> [Objectif 1]:
D'après l'extrait ci-dessous, les phrases (a), (b) et (c) sont-elles justes ? (a) L'histoire se passe à Paris. (b) Le livre compte beaucoup de personnages importants à côté d'Elvire. (c) Le livre est sorti en 2016. Répondez par oui ou par non pour chacune, avec les mots de l'extrait qui tranchent, cités tels quels.
> [Objectif 2]:
Selon l'extrait ci-dessous, pourquoi les autres personnages du livre restent-ils flous ? Répondez en une à trois phrases.

> [Extrait du texte]:

= = = = = = =

Ecrit par Patryck Froissart 02.10.17 dans La Une Livres, Les Livres, Critiques, Roman

Red Voluption, Roman ultra-sensoriel, Edition BoD, mai 2017, 261 pages, 14,50 €

Ecrivain(s): Hélène Chabaud

Red Voluption, Roman ultra-sensoriel, Hélène Chabaud

 

Dans le domaine de la lecture, il est des rencontres déconcertantes. Le livre d’Hélène Chabaud en est un remarquable exemple…

L’auteure le classe en sous-titre dans le genre du roman. Provocation ? Incitation à réfléchir sur ce qu’est un roman ? Quoi qu’il en soit, on pourrait parodier Magritte et affirmer que « ceci n’est pas un roman ».

Quoique…

Justement…

Depuis Robbe-Grillet…

Tranchons ! Ceci est un roman, puisque son auteure en a voulu ainsi.

Red Voluption a bien son « héroïne », Elvire Aurouge d’Amarante.

Elvire est présente, ultra-présente, archi-présente tout au long du roman. Red Voluption est le roman d’Elvire, qui en est le seul personnage, ou presque. Les protagonistes potentiels n’apparaissent que vagues, flous, quasiment inexistants, et pour cause : ils n’ont guère d’importance pour Elvire.

Red Voluption est somme toute un portrait, un « caractère » qui s’étale sur deux-cent-soixante et une pages. Tout est centré sur Elvire, tout tourne autour d’Elvire, dont la prime présentation annonce et résume dès la deuxième page la personnalité :

Elle, c’est Elvire. Ecrivaine touchante et sexy qui appréhende la vie avec beauté, rire et flambées de folie.

L’action est simple, l’intrigue est réduite, le lieu en est Paris, et le temps celui d’un retour à la maison à la fin de la journée : unité presque théâtrale. Car, avant toute chose, Elvire est parisienne. Paris et elle sont indissociables. C’est le prétexte, pour l’auteure-narratrice, à une plongée délirante et sensuelle dans un Paris by night en symbiose totale avec son Elvire.

Elle a l’impression de bouffer la vie toute crue, de copuler avec la poésie haletante de l’Île de la Cité…

Elvire est belle, séductrice, pourvue d’une puissance d’attraction phénoménale.

Nous sommes en train de parler de rien de moins qu’une bombe. […]. Bref, le genre de poupée à consommer sur place […]. Une ligne haute tension.

Elvire est une jouisseuse. Avec elle, Hélène Chabaud jouit de faire monter au fouet les thèses d’Epicure à la puissance dix. Car il ne s’agit pas ici d’un hédonisme passif, mais d’une recherche décidée, objectivée, de « ce qu’il y a de plus beau, de plus haut, de plus fort ».

Elvire, par exemple, se délecte des visions, des couleurs, des odeurs qu’offre la nature en plein Paris, et s’en enivre au point d’en savourer les subtilités les yeux fermés et de percuter un chêne…

Elvire en marche dans Paris pense à ce qu’elle est, à ce qui est, à ce qui doit être ou ne pas être (c’est la question essentielle dans l’analyse, ou plutôt la psychanalyse, à laquelle l’auteur soumet son personnage).

= = = = = = =

> [Données répertoriées]:
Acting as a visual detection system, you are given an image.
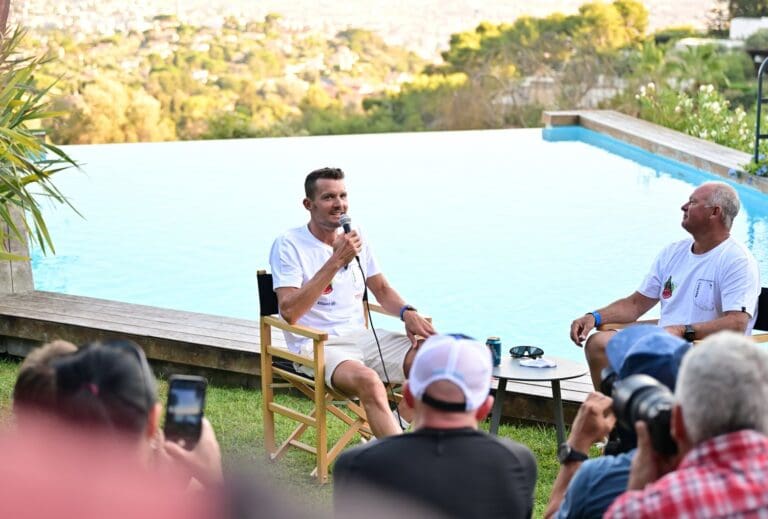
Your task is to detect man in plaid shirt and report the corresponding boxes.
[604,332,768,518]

= = = = = = =

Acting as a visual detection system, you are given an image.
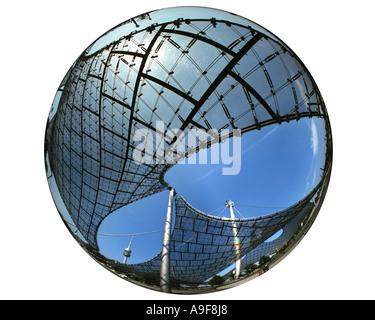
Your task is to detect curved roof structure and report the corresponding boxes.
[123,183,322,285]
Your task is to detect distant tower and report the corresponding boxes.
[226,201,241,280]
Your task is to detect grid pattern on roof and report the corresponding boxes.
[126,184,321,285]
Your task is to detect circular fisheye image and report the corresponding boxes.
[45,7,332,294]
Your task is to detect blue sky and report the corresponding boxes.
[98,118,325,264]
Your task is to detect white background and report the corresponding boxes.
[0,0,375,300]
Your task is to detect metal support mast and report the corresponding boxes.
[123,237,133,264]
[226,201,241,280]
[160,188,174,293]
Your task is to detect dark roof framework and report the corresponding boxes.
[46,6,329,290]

= = = = = = =

> [Résultat de l'exercice 1]:
(a) Oui : « le lieu en est Paris ».
(b) Non : « qui en est le seul personnage, ou presque ».
(c) Non : « mai 2017 ».

> [Résultat de l'exercice 2]:
Les autres personnages paraissent vagues et presque inexistants parce qu'ils n'ont guère d'importance pour Elvire. Elle est le seul vrai personnage du livre, et tout tourne autour d'elle.